◆ TASK ◆
Among the entries below, find the lines that contain the string "drops". State only how many there are.
━━━ RECORDS SHOWN
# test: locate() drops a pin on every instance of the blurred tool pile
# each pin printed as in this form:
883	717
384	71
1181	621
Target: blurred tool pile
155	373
━━━━━━
━━━ RECORDS SHOWN
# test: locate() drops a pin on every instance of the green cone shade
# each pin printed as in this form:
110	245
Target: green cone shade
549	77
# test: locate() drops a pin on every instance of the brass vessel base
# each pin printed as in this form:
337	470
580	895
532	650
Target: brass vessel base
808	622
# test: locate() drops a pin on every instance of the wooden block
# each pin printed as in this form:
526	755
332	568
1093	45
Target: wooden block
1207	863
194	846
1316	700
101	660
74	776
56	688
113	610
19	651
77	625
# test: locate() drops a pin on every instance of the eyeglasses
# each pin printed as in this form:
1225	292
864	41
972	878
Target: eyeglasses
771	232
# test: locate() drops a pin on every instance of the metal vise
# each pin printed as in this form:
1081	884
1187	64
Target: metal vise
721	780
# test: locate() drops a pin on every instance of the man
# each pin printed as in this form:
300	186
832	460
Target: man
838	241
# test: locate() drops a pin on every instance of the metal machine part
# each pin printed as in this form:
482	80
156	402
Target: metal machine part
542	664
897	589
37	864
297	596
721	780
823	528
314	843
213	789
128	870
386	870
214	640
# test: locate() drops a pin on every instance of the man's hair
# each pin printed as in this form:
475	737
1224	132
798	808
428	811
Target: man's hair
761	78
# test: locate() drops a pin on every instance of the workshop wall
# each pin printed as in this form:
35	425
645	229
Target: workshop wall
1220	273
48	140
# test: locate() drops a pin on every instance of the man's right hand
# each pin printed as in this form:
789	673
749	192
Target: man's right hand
━━━━━━
◆ RESULT BELOW ◆
11